Stored dataset items
+++

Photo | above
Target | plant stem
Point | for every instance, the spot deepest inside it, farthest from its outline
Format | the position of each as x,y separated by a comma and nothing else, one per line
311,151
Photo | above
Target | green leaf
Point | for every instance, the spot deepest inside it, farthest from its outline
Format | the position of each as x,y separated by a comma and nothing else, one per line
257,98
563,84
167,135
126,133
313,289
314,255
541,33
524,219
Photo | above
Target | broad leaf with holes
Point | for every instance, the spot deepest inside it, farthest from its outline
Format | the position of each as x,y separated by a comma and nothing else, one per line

+++

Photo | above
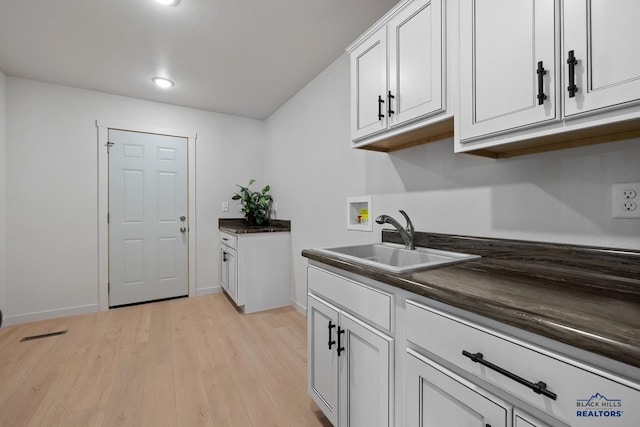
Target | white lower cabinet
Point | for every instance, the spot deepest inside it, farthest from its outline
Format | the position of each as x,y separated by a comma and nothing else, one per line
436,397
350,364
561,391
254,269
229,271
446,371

+++

**Exercise:** Which lines in the data above hold the string "Target"? Show each one.

**Solution to this exercise:**
Target | plant stem
Target | green leaf
Target | broad leaf with holes
Target | white lower cabinet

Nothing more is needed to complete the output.